Object detection data:
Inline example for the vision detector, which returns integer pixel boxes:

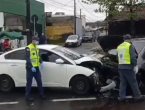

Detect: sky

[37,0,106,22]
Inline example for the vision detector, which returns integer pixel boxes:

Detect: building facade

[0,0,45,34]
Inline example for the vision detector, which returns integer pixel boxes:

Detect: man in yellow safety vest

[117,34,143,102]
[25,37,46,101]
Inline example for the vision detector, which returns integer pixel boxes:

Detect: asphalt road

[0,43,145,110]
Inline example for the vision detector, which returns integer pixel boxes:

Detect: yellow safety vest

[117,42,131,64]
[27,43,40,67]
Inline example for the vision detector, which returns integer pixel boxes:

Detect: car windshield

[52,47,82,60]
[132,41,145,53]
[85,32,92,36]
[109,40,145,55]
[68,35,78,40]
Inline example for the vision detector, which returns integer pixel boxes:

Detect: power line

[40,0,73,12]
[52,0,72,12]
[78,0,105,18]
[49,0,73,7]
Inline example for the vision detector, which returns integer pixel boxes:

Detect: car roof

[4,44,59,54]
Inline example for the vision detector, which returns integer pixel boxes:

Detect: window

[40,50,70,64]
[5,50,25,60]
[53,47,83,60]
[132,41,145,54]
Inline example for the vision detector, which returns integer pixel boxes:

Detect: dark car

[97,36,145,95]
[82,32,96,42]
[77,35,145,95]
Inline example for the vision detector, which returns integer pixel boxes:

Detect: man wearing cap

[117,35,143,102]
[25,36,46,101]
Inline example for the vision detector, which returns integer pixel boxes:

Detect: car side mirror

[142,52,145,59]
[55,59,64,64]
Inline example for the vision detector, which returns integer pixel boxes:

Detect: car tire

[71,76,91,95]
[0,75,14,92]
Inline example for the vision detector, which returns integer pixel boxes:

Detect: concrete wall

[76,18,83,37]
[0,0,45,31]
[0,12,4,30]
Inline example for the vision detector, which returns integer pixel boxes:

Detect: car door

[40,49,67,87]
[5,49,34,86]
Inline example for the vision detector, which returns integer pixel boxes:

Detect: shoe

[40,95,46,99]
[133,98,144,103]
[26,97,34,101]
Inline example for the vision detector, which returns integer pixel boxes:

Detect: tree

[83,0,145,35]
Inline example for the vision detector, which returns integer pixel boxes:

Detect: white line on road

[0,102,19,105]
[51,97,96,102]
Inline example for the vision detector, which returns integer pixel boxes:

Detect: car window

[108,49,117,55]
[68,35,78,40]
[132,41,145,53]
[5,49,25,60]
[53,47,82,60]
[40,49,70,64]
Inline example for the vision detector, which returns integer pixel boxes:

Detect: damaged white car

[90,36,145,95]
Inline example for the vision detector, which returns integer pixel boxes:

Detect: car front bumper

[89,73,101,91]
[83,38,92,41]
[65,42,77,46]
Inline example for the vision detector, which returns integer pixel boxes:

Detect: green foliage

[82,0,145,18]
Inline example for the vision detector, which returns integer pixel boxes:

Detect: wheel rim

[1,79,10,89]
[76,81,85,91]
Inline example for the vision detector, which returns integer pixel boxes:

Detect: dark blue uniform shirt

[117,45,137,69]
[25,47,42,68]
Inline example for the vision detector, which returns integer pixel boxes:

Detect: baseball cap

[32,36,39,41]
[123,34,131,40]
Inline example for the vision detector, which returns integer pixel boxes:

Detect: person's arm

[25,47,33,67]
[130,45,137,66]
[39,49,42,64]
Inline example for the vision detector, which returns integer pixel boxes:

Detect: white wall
...
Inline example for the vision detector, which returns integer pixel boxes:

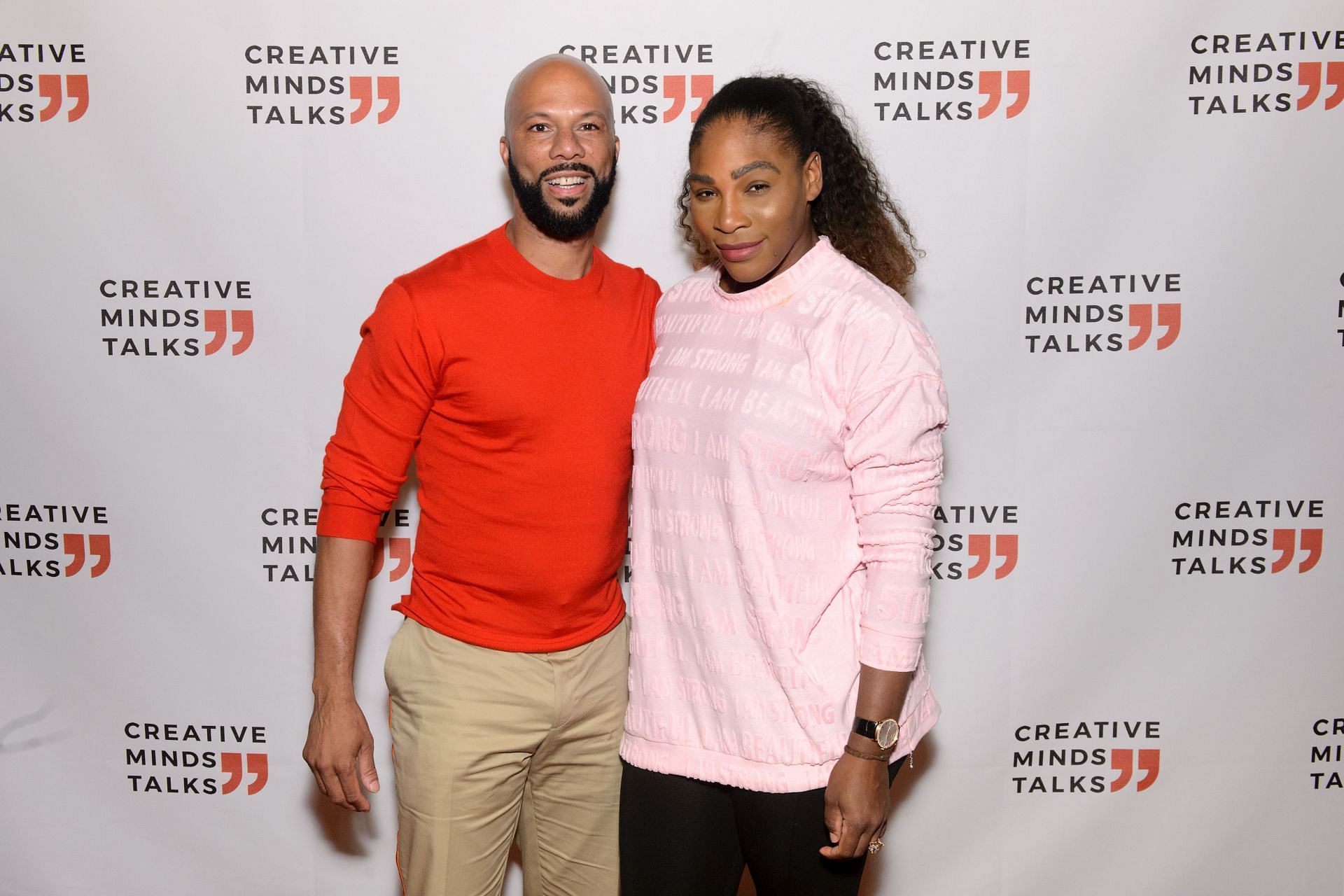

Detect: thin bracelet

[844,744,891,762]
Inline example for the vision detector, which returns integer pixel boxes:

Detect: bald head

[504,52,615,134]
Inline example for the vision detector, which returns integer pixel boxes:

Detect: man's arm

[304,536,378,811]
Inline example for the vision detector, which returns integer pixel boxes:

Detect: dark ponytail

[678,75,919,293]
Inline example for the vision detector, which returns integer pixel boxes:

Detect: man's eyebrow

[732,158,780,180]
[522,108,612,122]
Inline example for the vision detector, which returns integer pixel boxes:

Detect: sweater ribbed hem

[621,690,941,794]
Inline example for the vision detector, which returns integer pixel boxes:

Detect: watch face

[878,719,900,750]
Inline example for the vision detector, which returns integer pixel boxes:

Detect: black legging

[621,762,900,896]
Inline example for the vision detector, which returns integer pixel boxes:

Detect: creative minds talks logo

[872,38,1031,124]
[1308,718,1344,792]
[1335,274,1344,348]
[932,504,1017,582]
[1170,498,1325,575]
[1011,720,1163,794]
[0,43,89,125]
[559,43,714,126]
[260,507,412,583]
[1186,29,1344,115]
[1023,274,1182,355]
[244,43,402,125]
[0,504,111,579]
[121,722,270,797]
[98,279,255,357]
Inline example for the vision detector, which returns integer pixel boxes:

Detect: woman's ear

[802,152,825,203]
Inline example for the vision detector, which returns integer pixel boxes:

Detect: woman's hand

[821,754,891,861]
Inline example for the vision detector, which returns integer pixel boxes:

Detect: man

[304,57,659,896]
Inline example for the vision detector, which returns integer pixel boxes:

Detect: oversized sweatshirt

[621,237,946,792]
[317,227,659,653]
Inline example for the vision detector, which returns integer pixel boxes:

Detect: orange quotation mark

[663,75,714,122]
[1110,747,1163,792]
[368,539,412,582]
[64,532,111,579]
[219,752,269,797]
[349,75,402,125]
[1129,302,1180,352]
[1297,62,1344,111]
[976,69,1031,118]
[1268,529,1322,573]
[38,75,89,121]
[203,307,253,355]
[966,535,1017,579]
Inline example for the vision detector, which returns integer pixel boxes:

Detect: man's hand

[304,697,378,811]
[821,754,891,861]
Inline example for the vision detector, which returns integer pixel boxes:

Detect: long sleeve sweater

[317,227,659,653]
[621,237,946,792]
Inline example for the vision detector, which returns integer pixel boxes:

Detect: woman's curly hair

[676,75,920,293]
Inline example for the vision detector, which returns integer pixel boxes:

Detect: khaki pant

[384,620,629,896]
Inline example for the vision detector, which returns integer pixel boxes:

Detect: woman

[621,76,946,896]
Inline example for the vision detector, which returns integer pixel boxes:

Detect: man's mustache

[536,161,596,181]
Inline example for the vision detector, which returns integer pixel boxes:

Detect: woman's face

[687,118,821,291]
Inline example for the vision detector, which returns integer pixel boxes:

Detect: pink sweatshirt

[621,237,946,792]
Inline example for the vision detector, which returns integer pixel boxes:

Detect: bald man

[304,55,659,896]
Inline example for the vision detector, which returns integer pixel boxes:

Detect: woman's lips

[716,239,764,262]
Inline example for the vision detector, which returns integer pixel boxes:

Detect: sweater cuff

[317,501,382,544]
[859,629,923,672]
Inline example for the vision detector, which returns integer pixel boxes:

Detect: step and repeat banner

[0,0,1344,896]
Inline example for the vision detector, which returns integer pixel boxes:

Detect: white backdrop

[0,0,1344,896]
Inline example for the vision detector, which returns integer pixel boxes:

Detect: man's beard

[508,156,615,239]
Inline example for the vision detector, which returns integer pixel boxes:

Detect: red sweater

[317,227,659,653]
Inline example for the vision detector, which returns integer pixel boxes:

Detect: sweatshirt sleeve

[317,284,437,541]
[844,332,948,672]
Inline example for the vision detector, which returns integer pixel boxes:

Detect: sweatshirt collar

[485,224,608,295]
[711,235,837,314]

What the task requires: Report every line in the entries above that contains the string "yellow", copying each one in full.

Output for this exercise:
Detect: man in yellow safety vest
Detect: yellow safety vest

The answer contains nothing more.